◆ Excerpt:
= = = = = = =

Despite that rocky history, however, Henderson believes that there may be room for a rapprochement between Harrisburg and Washington. “I think we’ve all—hopefully from the state as well as the federal government—said ‘OK, where can we focus on working together?’ Nobody benefits from an adversarial relationship. The federal government doesn’t, we don’t, and the landowners certainly don’t. We don’t want an adversarial relationship.” Instead, Henderson argued, the White House should defer to the state whenever possible, and the state needs to improve the lines of communication with the federal government. “I think information sharing—a lot of stuff that doesn’t make the day-to-day press—has been going on, opportunities to educate, to answer questions about what our state regulations are.”
If Henderson is arguing for the White House to take an arms-length approach to gas development in Pennsylvania, he is likely to get his wish, said Michael Shellenberger, president of the Breakthrough Institute, an Oakland, Calif.-based nonprofit that seeks to navigate between the partisan poles on a number of issues, including energy and the environment.
To Shellenberger, the Obama administration is going to have to continue to thread the needle when it comes to its own conflicting priorities on natural gas. “He wants to see gas production [continue] for his efforts toward [economic] recovery, and I think he’s probably going to increasingly understand gas as critical to having some climate legacy,” Shellenberger said. “I think that’s a very interesting situation. Obviously… you want to increase gas production, but that puts you at loggerheads with traditional environmental concerns.”
In the meantime, “the gas guys are always scared of the EPA coming in and shutting them down.” But Shellenberger suspects that the Obama administration will take a more arms-length approach toward both the states and the industry in a second term. “It seems like there’s a bunch of stuff happening in the states, and part of me thinks if I’m Obama or the EPA it would just be easier to say, ‘Let’s see how this stuff shakes out.’ ” There are signs, he said, that both the states and the industry, rattled by the bad press over a number of incidents including those in Dimock, are taking notice, and the administration is likely to allow that evolution to play out. “Unless it looks like the states are letting it just go crazy and all sorts of terrible things are happening, you probably want that kind of organic evolution.”

= = = = = = =

◆ Exercise goal:
Continue the excerpt on Pennsylvania's natural gas regulation and its relationship with the federal government, starting after its final sentence.

= = = = = = =

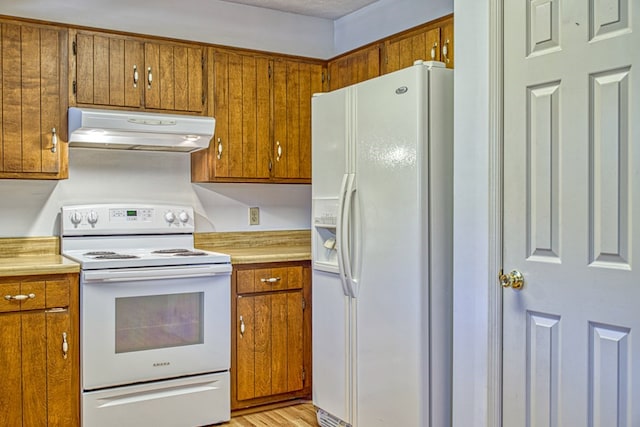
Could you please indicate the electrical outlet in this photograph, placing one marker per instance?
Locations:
(254, 216)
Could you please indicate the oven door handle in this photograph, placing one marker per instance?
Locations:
(156, 273)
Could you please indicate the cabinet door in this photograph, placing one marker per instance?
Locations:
(173, 77)
(60, 349)
(39, 354)
(403, 51)
(269, 358)
(446, 43)
(108, 70)
(32, 102)
(293, 85)
(354, 67)
(37, 381)
(239, 150)
(11, 362)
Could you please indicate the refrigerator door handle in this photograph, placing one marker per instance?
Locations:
(347, 236)
(339, 234)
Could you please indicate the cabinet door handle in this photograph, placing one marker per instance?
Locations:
(135, 76)
(19, 297)
(65, 345)
(219, 155)
(445, 51)
(434, 50)
(54, 140)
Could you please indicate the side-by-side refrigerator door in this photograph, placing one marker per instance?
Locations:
(388, 248)
(331, 305)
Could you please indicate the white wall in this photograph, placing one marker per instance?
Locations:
(31, 208)
(209, 21)
(471, 209)
(384, 18)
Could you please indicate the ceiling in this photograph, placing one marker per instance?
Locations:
(329, 9)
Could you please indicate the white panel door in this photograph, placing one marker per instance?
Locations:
(571, 193)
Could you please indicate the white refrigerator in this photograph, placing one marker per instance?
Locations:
(382, 250)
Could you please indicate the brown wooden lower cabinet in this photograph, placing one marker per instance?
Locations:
(271, 333)
(39, 354)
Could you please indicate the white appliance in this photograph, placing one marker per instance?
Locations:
(382, 250)
(128, 130)
(154, 317)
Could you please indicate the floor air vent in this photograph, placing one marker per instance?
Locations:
(325, 419)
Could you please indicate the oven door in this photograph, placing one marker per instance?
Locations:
(144, 324)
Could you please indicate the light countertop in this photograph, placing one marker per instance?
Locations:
(37, 265)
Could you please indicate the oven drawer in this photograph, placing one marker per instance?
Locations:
(193, 401)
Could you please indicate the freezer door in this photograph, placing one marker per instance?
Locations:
(331, 346)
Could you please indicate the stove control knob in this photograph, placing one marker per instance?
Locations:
(184, 217)
(92, 217)
(170, 217)
(75, 218)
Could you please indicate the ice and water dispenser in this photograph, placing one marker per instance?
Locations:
(325, 219)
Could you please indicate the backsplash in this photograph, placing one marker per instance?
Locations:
(32, 208)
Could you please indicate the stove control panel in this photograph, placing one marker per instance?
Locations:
(126, 219)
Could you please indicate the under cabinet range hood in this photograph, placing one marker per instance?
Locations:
(125, 130)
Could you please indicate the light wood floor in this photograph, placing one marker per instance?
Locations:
(301, 415)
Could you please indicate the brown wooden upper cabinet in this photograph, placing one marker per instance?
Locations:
(121, 71)
(432, 41)
(33, 101)
(354, 67)
(262, 107)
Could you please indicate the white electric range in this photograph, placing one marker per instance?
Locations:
(154, 315)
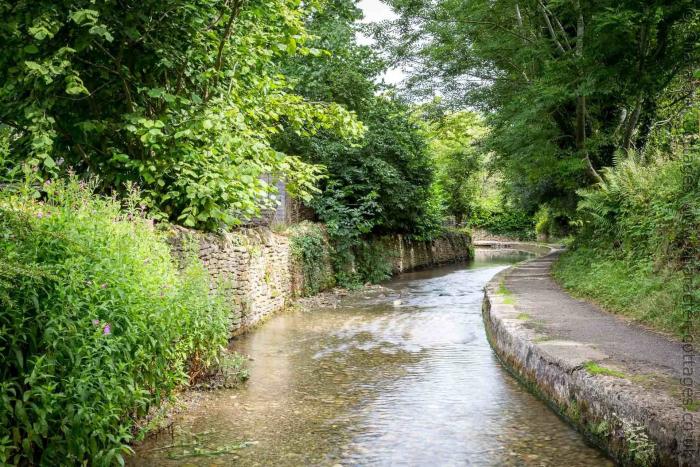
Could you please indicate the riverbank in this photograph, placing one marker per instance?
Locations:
(364, 378)
(617, 382)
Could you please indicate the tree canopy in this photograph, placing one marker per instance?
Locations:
(565, 85)
(180, 97)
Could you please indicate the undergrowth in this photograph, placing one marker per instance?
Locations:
(97, 325)
(638, 252)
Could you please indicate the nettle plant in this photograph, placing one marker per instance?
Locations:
(97, 325)
(181, 97)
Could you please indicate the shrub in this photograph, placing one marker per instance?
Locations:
(638, 252)
(97, 325)
(507, 221)
(311, 252)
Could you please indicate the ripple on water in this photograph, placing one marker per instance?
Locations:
(370, 383)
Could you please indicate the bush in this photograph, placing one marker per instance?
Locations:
(97, 325)
(311, 252)
(506, 221)
(357, 261)
(638, 251)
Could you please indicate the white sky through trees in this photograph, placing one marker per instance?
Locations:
(375, 11)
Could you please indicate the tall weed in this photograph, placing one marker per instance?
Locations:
(96, 325)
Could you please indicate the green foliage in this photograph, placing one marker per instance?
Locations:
(181, 97)
(360, 261)
(632, 288)
(638, 250)
(505, 220)
(565, 84)
(97, 325)
(460, 176)
(312, 252)
(382, 185)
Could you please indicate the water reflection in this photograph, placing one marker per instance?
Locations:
(402, 376)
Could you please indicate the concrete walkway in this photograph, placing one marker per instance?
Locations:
(623, 345)
(631, 391)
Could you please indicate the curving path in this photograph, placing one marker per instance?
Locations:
(626, 387)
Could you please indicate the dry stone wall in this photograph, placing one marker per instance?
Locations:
(257, 269)
(407, 254)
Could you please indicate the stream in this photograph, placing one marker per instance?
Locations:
(400, 375)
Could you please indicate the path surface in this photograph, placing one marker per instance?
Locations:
(552, 311)
(631, 390)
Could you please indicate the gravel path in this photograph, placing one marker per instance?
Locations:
(551, 310)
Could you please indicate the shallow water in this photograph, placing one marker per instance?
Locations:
(374, 383)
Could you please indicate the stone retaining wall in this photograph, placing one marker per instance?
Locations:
(407, 254)
(258, 270)
(624, 418)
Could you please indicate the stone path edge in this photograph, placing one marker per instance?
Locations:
(619, 417)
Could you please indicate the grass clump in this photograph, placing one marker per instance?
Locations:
(312, 254)
(595, 369)
(638, 252)
(508, 297)
(98, 325)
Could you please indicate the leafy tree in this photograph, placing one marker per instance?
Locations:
(383, 184)
(565, 84)
(182, 97)
(460, 169)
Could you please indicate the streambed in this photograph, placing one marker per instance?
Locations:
(402, 375)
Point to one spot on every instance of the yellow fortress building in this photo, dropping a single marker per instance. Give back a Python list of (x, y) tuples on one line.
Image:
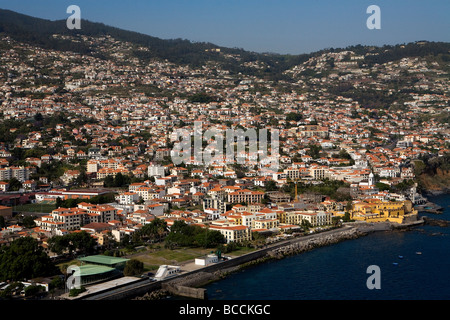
[(375, 210)]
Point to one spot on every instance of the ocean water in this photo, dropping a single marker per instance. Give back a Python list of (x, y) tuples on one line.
[(339, 272)]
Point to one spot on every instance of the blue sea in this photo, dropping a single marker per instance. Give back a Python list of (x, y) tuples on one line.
[(339, 272)]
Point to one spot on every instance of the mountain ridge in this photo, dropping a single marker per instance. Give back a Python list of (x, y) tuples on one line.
[(39, 32)]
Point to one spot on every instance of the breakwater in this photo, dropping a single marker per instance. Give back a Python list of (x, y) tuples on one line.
[(216, 272)]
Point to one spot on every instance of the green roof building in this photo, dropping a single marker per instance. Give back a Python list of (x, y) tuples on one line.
[(107, 261), (97, 268)]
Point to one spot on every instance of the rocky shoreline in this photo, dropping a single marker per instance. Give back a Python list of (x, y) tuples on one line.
[(296, 246), (293, 247)]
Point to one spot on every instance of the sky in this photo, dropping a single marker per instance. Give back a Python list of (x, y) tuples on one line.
[(278, 26)]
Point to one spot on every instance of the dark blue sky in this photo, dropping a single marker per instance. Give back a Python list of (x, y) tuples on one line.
[(283, 26)]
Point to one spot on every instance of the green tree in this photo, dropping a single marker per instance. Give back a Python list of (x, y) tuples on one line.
[(24, 258), (14, 184), (2, 222)]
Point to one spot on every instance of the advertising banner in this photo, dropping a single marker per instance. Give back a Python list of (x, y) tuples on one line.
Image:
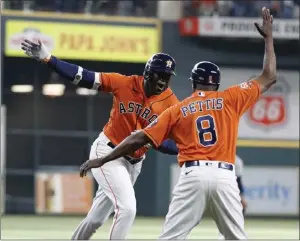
[(63, 193), (83, 41), (275, 116), (237, 27), (272, 190), (269, 190)]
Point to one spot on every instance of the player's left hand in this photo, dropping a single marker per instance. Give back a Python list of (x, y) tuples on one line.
[(36, 51), (89, 164)]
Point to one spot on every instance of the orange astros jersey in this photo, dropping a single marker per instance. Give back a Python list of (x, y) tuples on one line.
[(132, 109), (205, 125)]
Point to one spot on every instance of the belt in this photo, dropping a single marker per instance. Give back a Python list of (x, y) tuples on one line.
[(128, 158), (222, 165)]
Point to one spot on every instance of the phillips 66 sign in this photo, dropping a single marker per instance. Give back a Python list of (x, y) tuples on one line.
[(271, 108)]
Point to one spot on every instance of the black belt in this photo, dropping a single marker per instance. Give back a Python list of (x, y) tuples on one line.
[(128, 158), (222, 165)]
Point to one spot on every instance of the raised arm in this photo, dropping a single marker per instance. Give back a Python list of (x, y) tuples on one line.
[(75, 74), (268, 76)]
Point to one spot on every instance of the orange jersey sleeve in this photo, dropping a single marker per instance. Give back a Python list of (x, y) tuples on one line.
[(110, 82), (242, 96), (160, 129)]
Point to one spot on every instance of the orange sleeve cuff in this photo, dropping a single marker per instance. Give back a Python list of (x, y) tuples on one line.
[(151, 138)]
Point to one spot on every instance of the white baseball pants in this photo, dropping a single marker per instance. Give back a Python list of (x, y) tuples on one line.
[(201, 187), (115, 193)]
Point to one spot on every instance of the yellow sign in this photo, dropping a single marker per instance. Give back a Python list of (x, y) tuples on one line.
[(84, 41)]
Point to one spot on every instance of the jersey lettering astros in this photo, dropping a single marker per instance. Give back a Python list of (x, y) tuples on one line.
[(132, 109), (205, 125)]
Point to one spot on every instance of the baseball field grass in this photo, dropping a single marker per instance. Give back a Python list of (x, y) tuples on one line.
[(59, 227)]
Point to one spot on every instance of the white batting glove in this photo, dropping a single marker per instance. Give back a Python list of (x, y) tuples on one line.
[(37, 51)]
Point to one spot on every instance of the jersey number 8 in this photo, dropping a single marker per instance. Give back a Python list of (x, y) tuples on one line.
[(207, 134)]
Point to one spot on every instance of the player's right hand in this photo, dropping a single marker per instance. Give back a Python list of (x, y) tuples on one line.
[(265, 29), (37, 51)]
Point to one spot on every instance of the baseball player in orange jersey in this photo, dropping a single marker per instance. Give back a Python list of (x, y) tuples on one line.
[(138, 100), (205, 128)]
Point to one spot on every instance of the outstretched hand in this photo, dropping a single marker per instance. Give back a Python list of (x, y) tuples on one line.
[(37, 51), (265, 29)]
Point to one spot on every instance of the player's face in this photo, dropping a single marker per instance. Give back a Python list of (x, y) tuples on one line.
[(159, 82)]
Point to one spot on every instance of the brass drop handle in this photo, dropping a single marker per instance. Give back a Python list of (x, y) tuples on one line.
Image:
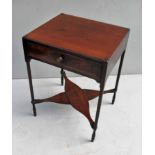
[(60, 59)]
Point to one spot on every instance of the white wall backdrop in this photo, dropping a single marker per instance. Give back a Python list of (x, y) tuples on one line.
[(28, 14)]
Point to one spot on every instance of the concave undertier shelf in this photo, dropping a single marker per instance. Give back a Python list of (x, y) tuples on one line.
[(75, 96)]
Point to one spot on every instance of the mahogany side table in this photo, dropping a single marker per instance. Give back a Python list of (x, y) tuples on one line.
[(89, 48)]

= = = = = = =

◆ Answer to the exercise:
That’s not to say that the White House is likely to take an entirely hands-off approach in its second term, the Brookings Institution’s Ebinger said. “I would anticipate… that you may see [new] federal guidelines in terms of reporting what chemicals are going into fracking fluids to make that more transparent.”
But by and large, Ebinger expects that the second Obama term will look much like the first. “The debate is still out. However, I think that by the time the EPA gives a final ruling on fracking, we’re going to be up to about 50 to 55 percent of our total natural gas supply coming from fracking, and it’s hard to imagine that anything draconian would happen.”
To him, the most likely outcome is “benign neglect.” In other words, Ebinger said, despite the overheated rhetoric from the President’s opponents during the campaign, and despite the most fervent wishes of his nominal supporters, when it comes to natural gas, the second Obama term will probably be indistinguishable from the first. “I don’t think there are going to be any big changes.”